* [MATERIAL PROVIDED]
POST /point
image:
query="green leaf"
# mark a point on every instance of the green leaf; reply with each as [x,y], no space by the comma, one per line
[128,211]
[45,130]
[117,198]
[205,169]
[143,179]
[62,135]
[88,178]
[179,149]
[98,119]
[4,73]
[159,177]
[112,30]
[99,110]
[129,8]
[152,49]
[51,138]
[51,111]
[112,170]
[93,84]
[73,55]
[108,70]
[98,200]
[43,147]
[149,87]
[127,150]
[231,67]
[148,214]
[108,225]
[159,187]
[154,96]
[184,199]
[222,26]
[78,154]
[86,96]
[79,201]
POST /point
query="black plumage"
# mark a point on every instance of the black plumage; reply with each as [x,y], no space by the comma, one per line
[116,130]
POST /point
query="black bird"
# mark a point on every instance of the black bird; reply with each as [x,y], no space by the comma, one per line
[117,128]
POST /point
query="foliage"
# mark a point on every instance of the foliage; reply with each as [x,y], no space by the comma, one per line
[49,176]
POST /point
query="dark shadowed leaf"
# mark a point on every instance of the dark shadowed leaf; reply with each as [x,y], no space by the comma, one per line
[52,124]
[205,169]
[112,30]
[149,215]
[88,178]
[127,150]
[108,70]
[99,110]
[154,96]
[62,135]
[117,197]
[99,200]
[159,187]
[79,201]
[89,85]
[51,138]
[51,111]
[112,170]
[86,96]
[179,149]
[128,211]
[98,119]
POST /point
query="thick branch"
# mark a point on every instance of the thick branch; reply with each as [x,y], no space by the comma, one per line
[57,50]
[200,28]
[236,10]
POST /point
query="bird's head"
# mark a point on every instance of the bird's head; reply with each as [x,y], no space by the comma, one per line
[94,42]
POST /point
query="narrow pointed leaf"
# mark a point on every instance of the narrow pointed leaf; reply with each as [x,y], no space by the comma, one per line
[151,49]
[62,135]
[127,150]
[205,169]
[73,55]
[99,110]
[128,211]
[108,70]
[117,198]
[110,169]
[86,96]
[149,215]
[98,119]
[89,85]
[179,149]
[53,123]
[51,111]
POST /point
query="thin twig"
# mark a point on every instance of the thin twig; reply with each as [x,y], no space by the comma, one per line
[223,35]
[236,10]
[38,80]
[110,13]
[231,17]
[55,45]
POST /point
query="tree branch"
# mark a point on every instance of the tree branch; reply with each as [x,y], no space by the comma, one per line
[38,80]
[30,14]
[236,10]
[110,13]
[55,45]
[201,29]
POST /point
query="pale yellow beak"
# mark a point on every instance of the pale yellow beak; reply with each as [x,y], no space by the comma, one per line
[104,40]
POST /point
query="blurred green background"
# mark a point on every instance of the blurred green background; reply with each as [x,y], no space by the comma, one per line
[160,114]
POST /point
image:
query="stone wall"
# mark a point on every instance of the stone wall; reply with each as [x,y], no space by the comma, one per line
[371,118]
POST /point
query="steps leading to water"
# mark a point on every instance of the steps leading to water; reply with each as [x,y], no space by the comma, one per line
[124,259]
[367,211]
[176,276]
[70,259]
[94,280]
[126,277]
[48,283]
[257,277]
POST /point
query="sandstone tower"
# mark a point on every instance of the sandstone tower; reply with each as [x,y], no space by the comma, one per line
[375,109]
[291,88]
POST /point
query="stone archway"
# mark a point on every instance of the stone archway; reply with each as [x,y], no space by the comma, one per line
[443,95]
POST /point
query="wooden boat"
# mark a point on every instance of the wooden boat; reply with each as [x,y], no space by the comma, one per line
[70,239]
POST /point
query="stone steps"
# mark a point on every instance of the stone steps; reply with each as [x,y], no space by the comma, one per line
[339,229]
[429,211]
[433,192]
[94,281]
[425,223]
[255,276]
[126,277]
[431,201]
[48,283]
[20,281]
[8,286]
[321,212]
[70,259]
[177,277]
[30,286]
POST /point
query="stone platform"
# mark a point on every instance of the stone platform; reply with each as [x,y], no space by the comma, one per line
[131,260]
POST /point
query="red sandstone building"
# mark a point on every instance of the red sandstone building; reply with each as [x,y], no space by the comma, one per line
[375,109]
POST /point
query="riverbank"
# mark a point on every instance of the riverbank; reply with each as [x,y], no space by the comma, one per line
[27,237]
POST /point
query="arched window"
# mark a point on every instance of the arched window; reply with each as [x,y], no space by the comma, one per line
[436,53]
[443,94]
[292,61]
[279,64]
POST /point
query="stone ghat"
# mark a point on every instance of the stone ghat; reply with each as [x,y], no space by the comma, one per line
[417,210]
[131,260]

* [WHAT THIS TASK INVOLVES] Write out every line of the records exactly.

* [SOLUTION]
POST /point
image:
query="green leaf"
# mark a point on every instance of the green leaf; reply with each as [x,y], no space by the comma, one per line
[128,211]
[45,130]
[117,198]
[205,169]
[143,179]
[62,135]
[88,178]
[179,149]
[98,119]
[4,73]
[159,177]
[112,30]
[99,110]
[129,8]
[152,49]
[51,138]
[51,111]
[112,170]
[93,84]
[73,55]
[108,70]
[98,200]
[43,147]
[149,87]
[127,150]
[231,67]
[148,214]
[108,225]
[159,187]
[154,96]
[184,199]
[222,26]
[78,154]
[86,96]
[79,201]
POST /point
query="black plumage"
# mark a point on every instance of the black plumage; reply with each as [x,y], no space by the comma, one per line
[116,130]
POST /point
query="black bird"
# mark a point on every instance of the black bird; reply with each as [x,y], no space by the comma, one per line
[117,128]
POST /point
query="foliage"
# mark a point on every instance of the foliage; reply with each as [x,y], no space by the comma, one per line
[49,176]
POST /point
query="dark shadowed leaf"
# mark a point on every instance of the dark shadowed leaf; reply with each as [x,y], no space by the comma, one per line
[52,124]
[205,169]
[112,30]
[149,215]
[88,178]
[127,150]
[108,70]
[99,110]
[154,96]
[62,135]
[117,197]
[99,200]
[159,187]
[79,201]
[89,85]
[51,138]
[51,111]
[112,170]
[86,96]
[179,149]
[128,211]
[98,119]
POST /point
query="thick branch"
# mark a point on every instance of the thick branch; reply with each as [x,y], no space by the comma, one per line
[57,50]
[200,28]
[236,10]
POST /point
query="bird's head"
# mark a point on every instance of the bird's head; reply with each as [x,y], no space by the comma, one per line
[94,42]
POST /point
query="narrow pointed leaf"
# mark a point on every instance of the narrow pointed leaf; reply with each as [x,y], no space by the comma, one per line
[151,49]
[62,135]
[127,150]
[205,169]
[73,55]
[99,110]
[128,211]
[108,70]
[117,198]
[110,169]
[86,96]
[149,215]
[98,119]
[89,85]
[179,149]
[53,123]
[51,111]
POST /point
query="thin twig"
# mark a point on every instance of the thin twig; reply with each as [x,y], no space by the comma, one per line
[223,35]
[236,10]
[38,80]
[110,13]
[231,17]
[55,45]
POST /point
query="tree branch"
# mark a point on every instance of the tree branch; reply with each as [x,y], no space by the comma, one per line
[38,80]
[30,14]
[236,10]
[110,13]
[55,45]
[201,29]
POST /point
query="pale yellow beak"
# mark a point on every instance of the pale yellow beak; reply with each as [x,y], no space by the comma, one per line
[104,40]
POST /point
query="blurred green background"
# mark a point on every instance of the blurred green background; reply with each as [x,y], no space by the comma, one per line
[160,114]
POST /point
image:
query="stone wall"
# mark a point on every instance of the stone wall; reply with each as [x,y], no space by the comma, one per line
[371,118]
POST /point
query="steps leading to water"
# mark a point on every instance of the steps leading to water; reply with each as [x,y], no space by the comma, one per line
[124,259]
[367,211]
[176,276]
[70,259]
[94,280]
[126,277]
[48,283]
[257,277]
POST /point
query="sandstone tower"
# mark a point on every instance of the sandstone tower; reply with each as [x,y], no space by the comma, one per line
[375,109]
[291,88]
POST /point
query="stone archway"
# mark a point on every instance of the stone archway; reply with each as [x,y], no space by the comma, one per line
[443,95]
POST /point
query="wooden boat"
# mark a point on every instance of the wooden boat; reply with each as [x,y], no space by the comma, one per line
[70,239]
POST /point
query="stone steps"
# mark a point on every instance of the stone steps; reply with each as [x,y], no space by the comma, one per line
[339,229]
[429,211]
[433,192]
[94,281]
[425,223]
[255,276]
[126,277]
[431,201]
[48,283]
[20,281]
[8,286]
[321,212]
[70,259]
[177,277]
[30,286]
POST /point
query="stone platform"
# mark a point on every instance of the stone platform; reply with each as [x,y], no space by the comma, one per line
[131,260]
POST /point
query="red sandstone building"
# mark a point on every instance of the red sandstone building; reply with each as [x,y], no space by the comma, one per line
[375,109]
POST /point
query="riverbank"
# mark a point on every instance of the riverbank; reply with each as [x,y], no space by the comma, one per line
[27,237]
POST /point
query="arched window"
# mark a point on every instance of the arched window; reply with each as [x,y], no space by the comma, one per line
[436,53]
[443,94]
[292,61]
[279,64]
POST /point
query="stone ghat"
# mark a point on every instance of the stone ghat; reply with each as [x,y], no space by the comma, one per line
[417,210]
[131,260]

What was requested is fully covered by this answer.